INPUT ROWS:
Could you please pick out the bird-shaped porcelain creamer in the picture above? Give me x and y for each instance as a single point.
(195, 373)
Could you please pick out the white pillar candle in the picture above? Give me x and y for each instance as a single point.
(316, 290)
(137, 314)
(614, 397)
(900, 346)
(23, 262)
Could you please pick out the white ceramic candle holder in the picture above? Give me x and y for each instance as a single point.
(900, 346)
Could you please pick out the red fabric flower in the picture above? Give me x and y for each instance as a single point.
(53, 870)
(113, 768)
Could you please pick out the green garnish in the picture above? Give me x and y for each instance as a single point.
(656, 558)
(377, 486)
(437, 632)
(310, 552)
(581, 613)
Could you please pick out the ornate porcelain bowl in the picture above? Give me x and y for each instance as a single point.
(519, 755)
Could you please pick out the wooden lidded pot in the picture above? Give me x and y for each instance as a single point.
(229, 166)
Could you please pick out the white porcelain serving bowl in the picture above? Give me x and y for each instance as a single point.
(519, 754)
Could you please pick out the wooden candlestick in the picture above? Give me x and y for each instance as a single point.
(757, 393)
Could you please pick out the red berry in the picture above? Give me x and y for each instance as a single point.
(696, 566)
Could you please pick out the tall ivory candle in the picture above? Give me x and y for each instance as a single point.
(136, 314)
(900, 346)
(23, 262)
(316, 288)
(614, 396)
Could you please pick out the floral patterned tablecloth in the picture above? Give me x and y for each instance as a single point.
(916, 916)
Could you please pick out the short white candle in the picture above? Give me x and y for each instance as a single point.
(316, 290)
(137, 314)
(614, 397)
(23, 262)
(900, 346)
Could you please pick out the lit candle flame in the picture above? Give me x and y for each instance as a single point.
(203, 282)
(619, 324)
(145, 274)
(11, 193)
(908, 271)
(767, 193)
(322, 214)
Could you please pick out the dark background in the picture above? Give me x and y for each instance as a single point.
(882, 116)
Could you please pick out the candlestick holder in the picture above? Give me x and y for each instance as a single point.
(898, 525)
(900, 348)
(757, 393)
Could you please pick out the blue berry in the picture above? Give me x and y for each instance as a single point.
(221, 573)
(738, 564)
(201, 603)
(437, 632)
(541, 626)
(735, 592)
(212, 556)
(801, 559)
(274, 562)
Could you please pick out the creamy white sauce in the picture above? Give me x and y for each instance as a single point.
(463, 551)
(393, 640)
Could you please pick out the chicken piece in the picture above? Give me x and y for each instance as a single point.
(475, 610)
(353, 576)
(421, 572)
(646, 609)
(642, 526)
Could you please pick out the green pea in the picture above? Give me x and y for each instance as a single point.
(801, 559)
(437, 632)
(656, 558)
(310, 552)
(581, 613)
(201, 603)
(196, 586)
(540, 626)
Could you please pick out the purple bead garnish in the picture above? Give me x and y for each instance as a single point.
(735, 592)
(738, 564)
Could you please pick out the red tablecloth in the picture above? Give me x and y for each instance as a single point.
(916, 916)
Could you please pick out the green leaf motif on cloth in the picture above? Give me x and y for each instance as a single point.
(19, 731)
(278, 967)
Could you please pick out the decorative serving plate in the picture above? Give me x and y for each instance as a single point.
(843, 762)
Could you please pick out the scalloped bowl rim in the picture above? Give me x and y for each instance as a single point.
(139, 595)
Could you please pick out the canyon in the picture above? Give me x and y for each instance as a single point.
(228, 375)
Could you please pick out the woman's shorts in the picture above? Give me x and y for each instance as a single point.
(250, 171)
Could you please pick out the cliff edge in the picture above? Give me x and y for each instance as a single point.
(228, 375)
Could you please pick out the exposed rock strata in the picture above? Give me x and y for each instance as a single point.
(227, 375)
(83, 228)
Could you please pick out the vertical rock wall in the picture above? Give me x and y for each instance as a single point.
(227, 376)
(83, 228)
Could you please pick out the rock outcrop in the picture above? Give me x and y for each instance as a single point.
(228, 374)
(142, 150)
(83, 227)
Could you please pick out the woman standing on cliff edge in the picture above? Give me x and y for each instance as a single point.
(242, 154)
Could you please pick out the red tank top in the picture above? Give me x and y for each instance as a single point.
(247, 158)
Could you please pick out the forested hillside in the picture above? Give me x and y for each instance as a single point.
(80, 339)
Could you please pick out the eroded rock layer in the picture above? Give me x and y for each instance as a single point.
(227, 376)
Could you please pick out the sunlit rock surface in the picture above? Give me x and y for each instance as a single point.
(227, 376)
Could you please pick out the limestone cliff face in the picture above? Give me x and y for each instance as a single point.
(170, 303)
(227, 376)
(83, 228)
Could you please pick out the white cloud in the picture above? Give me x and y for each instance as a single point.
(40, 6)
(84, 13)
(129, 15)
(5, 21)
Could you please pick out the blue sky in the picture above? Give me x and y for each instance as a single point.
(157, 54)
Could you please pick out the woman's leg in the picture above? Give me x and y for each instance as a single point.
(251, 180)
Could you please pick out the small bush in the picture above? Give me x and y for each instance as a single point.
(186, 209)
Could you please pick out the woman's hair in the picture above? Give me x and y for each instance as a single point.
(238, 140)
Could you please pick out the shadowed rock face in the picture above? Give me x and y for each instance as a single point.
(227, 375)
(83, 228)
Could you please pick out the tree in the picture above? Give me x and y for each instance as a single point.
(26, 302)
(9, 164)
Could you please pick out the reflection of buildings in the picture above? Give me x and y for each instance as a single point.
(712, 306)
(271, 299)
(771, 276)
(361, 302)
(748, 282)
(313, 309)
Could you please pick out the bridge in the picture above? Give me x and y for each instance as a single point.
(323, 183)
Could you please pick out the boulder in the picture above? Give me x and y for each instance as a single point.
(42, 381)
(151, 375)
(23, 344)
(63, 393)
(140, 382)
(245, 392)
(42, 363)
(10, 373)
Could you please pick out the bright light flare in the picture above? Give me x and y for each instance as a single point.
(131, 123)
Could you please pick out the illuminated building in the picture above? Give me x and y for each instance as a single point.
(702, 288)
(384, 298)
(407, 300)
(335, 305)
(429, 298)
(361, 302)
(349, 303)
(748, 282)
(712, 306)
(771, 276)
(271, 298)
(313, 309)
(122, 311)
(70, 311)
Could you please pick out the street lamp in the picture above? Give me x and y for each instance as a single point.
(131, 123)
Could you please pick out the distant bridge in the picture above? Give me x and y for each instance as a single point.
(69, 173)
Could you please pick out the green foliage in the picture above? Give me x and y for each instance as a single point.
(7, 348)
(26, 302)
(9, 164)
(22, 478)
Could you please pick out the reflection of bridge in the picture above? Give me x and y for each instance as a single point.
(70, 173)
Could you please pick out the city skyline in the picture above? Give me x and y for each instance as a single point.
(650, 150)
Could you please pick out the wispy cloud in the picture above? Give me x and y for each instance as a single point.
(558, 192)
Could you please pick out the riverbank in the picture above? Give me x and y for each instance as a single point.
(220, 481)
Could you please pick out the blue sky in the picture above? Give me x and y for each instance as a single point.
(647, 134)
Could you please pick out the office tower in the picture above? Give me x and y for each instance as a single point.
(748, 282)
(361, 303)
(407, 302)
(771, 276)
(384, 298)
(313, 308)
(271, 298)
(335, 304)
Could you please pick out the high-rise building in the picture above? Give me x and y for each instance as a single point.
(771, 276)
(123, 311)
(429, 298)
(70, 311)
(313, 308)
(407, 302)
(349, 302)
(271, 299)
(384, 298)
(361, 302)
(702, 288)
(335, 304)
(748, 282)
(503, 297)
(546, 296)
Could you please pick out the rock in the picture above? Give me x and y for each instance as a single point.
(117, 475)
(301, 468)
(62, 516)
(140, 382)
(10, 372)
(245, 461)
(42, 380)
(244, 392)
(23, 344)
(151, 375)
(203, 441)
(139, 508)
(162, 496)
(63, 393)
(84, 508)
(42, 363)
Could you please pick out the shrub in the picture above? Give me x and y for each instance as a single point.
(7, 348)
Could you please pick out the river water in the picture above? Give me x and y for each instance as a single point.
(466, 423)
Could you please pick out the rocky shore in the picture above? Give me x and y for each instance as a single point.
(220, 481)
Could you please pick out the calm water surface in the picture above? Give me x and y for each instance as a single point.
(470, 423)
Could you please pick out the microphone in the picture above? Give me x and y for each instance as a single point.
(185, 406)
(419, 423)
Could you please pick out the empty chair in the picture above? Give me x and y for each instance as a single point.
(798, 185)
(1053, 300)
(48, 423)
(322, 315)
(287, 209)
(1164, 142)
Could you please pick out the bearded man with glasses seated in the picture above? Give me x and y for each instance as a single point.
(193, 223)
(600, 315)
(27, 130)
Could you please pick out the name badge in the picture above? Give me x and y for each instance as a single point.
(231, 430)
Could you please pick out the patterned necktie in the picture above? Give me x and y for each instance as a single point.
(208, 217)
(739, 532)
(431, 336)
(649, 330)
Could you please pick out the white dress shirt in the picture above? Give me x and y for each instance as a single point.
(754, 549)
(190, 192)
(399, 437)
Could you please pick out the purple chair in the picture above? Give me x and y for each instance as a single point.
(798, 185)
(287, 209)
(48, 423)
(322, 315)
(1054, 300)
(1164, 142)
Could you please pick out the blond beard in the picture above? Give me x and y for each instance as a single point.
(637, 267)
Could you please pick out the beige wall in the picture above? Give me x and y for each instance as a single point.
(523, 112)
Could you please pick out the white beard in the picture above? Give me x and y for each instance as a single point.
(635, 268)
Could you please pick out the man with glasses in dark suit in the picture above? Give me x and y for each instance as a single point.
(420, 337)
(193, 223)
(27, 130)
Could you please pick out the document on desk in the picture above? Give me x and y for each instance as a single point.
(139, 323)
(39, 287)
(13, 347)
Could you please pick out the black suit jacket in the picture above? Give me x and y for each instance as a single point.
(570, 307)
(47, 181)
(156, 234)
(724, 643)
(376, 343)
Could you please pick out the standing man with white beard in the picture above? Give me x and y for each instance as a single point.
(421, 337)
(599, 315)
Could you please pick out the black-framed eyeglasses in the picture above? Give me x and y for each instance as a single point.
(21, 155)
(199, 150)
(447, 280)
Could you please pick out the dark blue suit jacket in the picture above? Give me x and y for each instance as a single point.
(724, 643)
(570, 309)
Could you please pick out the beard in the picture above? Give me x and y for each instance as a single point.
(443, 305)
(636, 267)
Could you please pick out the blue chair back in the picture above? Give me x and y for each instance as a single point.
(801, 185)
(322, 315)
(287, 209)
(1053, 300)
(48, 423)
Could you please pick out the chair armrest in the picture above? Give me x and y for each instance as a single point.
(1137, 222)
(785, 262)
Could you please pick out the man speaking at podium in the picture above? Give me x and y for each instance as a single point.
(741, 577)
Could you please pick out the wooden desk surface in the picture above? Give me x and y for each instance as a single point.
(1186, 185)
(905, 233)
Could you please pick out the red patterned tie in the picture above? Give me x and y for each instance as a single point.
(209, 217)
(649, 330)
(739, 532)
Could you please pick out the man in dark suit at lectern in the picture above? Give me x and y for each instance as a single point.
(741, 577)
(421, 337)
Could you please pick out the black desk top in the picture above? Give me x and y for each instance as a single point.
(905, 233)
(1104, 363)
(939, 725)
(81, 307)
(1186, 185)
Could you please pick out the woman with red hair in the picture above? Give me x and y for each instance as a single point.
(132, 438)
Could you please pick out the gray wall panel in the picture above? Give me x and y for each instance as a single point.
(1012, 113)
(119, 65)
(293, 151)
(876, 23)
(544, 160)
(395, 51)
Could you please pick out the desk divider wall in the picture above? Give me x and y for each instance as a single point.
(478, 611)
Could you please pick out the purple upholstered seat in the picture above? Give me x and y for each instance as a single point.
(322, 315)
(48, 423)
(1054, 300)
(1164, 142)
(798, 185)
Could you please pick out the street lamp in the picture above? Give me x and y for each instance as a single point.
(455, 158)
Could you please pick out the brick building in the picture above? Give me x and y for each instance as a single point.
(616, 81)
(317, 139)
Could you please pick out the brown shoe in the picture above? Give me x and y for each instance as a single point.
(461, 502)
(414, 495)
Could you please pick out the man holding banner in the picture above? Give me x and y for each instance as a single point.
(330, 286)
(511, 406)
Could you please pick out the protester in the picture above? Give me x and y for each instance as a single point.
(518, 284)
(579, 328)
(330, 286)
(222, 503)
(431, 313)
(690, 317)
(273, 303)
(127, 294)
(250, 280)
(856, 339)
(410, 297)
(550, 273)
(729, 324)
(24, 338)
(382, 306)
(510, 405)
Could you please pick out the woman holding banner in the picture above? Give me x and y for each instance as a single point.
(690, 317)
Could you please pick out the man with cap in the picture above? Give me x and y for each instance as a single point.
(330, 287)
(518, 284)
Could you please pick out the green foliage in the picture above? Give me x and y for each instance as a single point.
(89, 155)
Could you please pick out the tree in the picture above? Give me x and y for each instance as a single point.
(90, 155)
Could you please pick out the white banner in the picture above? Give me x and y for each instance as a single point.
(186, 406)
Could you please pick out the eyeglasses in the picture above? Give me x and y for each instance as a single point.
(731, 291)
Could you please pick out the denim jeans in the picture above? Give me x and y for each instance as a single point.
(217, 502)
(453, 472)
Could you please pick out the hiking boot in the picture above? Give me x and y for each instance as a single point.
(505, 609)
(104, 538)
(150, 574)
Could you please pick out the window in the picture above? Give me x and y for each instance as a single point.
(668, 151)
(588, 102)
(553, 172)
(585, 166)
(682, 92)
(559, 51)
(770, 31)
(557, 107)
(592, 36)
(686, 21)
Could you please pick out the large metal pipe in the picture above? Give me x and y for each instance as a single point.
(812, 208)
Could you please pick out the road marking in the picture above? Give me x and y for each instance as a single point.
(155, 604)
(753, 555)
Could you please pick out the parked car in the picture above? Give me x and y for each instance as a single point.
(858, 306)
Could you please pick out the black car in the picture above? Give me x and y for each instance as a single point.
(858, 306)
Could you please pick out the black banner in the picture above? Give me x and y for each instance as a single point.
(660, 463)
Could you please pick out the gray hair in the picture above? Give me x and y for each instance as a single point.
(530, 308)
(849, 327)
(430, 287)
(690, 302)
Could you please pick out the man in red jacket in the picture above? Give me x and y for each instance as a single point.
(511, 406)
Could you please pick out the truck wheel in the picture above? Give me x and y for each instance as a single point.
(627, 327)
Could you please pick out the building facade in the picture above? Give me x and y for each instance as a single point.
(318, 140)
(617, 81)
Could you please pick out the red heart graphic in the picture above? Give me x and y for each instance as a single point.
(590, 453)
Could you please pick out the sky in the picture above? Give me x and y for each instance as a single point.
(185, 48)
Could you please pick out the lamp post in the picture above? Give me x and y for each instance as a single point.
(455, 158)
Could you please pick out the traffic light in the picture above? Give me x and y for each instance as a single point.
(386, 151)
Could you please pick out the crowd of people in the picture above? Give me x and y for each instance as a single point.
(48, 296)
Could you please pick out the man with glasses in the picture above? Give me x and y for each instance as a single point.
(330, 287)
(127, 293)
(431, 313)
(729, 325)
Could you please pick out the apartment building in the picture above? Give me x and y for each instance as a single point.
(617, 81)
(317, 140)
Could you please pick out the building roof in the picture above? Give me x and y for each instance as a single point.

EXERCISE BRIEF: Could you rewrite the lines above as a Markdown table with the columns Row and Entry, starting at the line that contains "Could you please pick out the apartment" and ending at the last line of the items, numbering each row and leaving out blank lines?

RESULT:
| Row | Entry |
|---|---|
| 1 | Could you please pick out the apartment building in the picture above? Give me x and y for each instance as a single point. |
| 2 | (617, 81) |
| 3 | (317, 140) |
| 4 | Could you please pick out the building roof in the picture above? Give me x and y for each instance as a single point. |